■ **EXTRACTED ENTRIES**
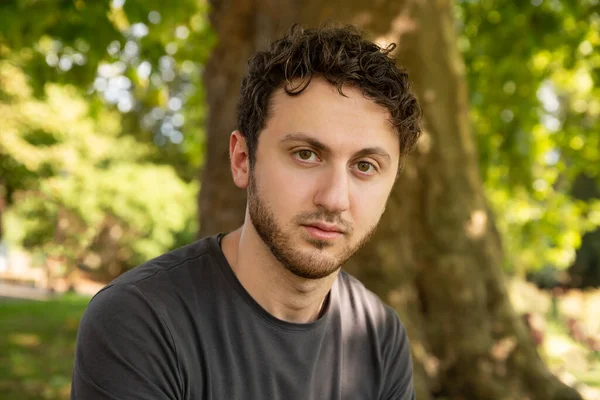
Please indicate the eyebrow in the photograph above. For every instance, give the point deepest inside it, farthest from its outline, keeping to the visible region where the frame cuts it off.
(303, 137)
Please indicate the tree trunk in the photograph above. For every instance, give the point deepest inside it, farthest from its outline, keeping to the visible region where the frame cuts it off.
(436, 256)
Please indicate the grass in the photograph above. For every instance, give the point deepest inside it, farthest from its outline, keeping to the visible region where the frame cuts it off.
(37, 346)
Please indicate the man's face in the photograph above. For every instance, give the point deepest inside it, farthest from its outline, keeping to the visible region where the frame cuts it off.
(325, 165)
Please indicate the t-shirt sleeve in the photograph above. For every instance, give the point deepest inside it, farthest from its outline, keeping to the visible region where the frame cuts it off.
(124, 349)
(398, 367)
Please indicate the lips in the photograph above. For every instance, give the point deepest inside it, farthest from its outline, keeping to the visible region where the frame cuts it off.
(326, 227)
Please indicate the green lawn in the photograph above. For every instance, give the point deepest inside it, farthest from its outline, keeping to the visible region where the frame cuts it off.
(37, 344)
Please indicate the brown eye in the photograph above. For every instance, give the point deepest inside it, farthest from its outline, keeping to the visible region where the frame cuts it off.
(305, 154)
(364, 166)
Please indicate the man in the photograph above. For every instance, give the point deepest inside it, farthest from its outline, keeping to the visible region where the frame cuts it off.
(264, 312)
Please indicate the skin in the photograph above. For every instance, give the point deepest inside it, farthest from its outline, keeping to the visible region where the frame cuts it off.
(322, 158)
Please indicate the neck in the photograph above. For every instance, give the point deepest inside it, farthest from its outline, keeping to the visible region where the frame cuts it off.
(281, 293)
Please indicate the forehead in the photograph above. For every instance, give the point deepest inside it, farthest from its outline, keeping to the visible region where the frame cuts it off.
(345, 123)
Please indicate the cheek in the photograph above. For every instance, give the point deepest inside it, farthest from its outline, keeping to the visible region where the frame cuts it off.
(368, 205)
(288, 191)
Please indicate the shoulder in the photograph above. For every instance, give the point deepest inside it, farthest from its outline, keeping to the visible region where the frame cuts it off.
(181, 258)
(363, 303)
(365, 311)
(158, 285)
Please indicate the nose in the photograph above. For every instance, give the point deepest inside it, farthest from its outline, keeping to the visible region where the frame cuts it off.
(334, 191)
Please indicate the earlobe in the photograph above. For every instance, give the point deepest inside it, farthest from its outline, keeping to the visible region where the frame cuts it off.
(240, 163)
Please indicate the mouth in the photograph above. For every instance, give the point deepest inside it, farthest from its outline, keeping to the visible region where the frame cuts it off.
(323, 231)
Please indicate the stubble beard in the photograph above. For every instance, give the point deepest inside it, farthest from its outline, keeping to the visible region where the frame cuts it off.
(313, 265)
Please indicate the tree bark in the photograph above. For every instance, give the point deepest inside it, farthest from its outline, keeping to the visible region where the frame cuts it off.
(436, 256)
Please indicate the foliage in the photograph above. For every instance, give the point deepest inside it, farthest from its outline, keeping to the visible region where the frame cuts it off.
(98, 158)
(533, 70)
(37, 347)
(80, 179)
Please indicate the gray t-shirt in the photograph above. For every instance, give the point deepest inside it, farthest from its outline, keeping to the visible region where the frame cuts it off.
(183, 327)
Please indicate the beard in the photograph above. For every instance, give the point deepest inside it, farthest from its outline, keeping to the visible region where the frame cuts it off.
(315, 264)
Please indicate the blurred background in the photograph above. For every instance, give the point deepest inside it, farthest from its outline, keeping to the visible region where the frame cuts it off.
(103, 141)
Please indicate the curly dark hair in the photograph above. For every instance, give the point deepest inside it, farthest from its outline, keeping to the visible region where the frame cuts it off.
(342, 56)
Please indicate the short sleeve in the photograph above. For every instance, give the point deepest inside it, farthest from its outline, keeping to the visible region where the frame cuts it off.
(398, 367)
(124, 350)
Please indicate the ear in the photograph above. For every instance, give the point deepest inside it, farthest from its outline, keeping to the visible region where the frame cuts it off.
(239, 158)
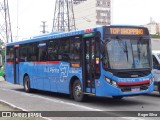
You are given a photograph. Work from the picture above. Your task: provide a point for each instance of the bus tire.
(27, 84)
(117, 97)
(77, 91)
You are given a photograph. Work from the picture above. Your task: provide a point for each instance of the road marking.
(62, 102)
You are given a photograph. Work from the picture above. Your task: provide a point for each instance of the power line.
(4, 10)
(44, 27)
(64, 16)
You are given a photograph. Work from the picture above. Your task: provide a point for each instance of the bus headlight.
(114, 83)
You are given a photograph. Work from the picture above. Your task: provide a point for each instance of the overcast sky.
(29, 14)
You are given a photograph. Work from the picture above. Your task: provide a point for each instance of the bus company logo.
(6, 114)
(51, 70)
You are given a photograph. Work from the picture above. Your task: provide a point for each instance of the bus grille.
(129, 88)
(131, 74)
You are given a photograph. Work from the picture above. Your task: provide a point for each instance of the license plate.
(136, 89)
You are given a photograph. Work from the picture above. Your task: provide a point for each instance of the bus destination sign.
(127, 31)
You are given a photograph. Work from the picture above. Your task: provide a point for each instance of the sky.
(27, 15)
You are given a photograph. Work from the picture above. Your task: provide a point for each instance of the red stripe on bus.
(49, 62)
(9, 62)
(133, 83)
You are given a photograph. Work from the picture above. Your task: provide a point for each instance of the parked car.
(156, 69)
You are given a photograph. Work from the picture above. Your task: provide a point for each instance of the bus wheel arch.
(76, 89)
(26, 83)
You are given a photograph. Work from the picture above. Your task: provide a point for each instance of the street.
(47, 101)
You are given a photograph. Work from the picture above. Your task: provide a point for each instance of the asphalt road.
(97, 108)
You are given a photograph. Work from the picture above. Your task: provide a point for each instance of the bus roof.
(54, 35)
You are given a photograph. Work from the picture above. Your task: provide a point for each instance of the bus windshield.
(126, 53)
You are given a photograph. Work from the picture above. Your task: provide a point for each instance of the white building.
(153, 27)
(92, 13)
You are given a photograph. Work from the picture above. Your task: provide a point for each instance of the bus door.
(16, 64)
(90, 62)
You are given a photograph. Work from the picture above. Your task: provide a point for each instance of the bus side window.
(42, 55)
(64, 52)
(75, 49)
(155, 63)
(53, 50)
(10, 54)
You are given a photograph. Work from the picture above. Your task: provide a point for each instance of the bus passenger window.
(53, 50)
(75, 49)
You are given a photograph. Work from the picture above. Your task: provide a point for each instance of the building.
(153, 27)
(92, 13)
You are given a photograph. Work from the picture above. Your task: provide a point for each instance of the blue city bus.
(111, 61)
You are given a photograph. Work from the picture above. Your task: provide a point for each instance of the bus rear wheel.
(77, 91)
(27, 84)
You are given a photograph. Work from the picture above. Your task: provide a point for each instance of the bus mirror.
(102, 47)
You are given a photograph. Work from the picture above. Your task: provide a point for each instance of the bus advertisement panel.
(104, 61)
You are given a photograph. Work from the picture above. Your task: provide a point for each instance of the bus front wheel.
(77, 91)
(27, 84)
(117, 97)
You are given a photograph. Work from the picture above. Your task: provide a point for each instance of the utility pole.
(5, 24)
(64, 16)
(43, 27)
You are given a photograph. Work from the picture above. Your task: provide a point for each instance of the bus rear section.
(126, 62)
(104, 61)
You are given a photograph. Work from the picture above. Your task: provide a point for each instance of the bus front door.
(89, 65)
(16, 64)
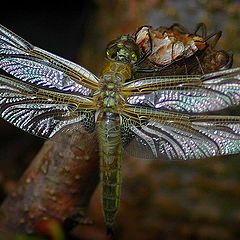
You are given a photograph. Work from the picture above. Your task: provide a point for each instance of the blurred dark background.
(177, 200)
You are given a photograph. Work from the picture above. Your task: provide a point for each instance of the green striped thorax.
(123, 49)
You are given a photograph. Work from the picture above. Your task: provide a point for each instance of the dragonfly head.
(123, 49)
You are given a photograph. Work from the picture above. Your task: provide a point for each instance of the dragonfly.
(175, 49)
(152, 118)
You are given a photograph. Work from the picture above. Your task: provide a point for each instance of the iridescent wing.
(41, 112)
(34, 65)
(192, 94)
(160, 120)
(50, 92)
(153, 134)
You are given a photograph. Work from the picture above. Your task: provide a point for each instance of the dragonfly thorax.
(111, 81)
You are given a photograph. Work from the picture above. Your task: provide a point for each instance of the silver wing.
(192, 94)
(161, 122)
(36, 66)
(41, 112)
(168, 135)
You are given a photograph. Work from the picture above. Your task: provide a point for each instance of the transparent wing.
(192, 94)
(152, 134)
(34, 65)
(41, 112)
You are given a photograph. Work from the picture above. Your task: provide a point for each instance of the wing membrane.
(34, 65)
(155, 134)
(42, 112)
(193, 94)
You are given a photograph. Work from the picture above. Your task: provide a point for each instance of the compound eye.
(134, 57)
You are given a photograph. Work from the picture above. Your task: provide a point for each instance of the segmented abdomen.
(109, 137)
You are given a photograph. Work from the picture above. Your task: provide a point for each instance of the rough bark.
(58, 184)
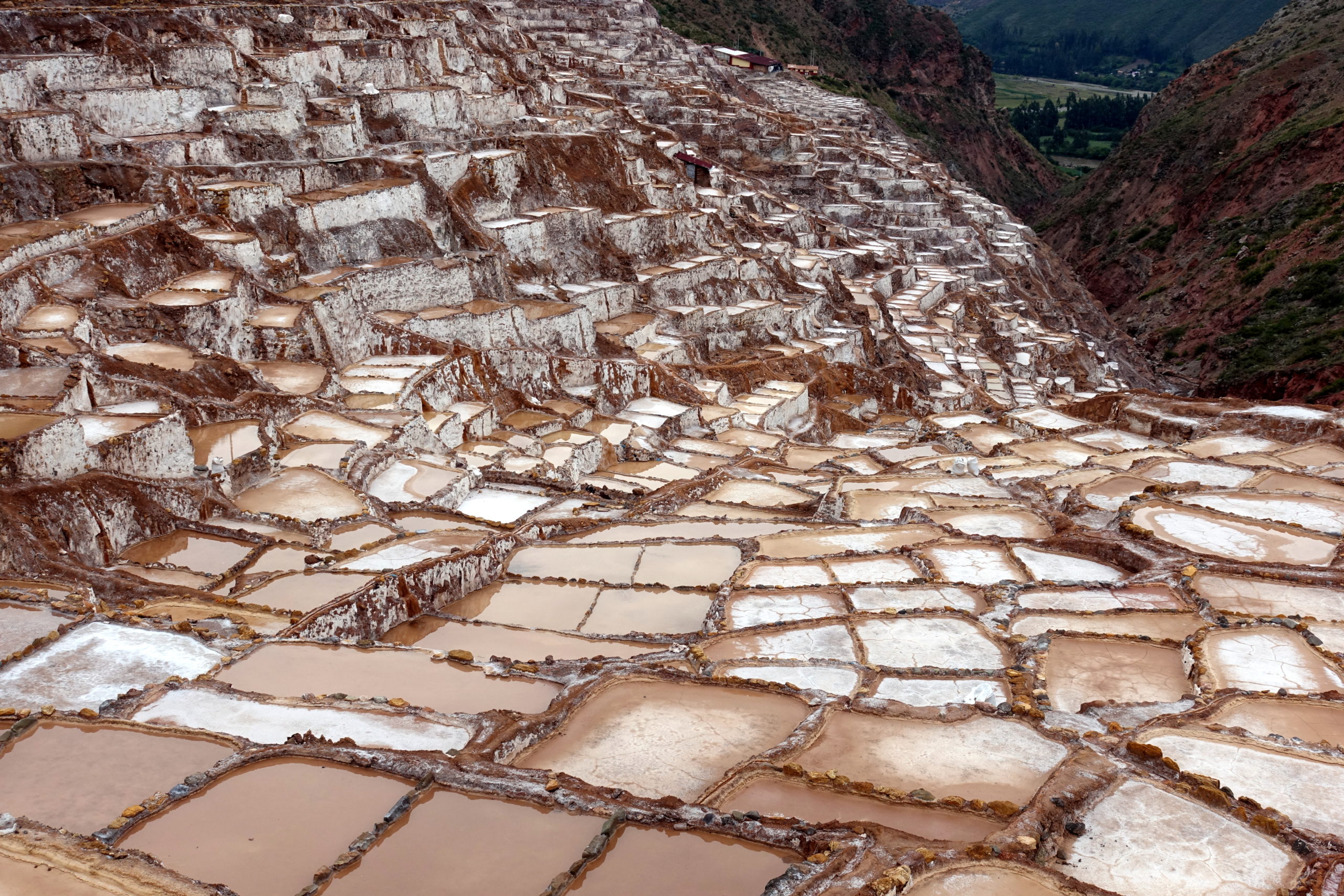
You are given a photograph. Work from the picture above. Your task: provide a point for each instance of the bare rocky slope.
(1214, 233)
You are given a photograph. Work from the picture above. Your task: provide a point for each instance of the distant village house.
(742, 59)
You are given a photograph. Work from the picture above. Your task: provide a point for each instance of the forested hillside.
(1140, 44)
(908, 59)
(1215, 231)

■ **EXERCISE BRIEF**
Print, exactly as they appear above, the lines running from the one with "bare rocky slope." through the final line.

■ **RESPONSE TO THIS TASK**
You are given a photograph. Work from the picture above. Your task: provide a point for each instance of the bare rocky slope.
(1214, 233)
You are given a photograph. Work from the picture above. Your task: provide a point for each instance of the distant village house.
(742, 59)
You are given a photograph. Work from the picture above. Your task: provide a point for each instance of the forested hillside.
(1140, 44)
(908, 59)
(1215, 231)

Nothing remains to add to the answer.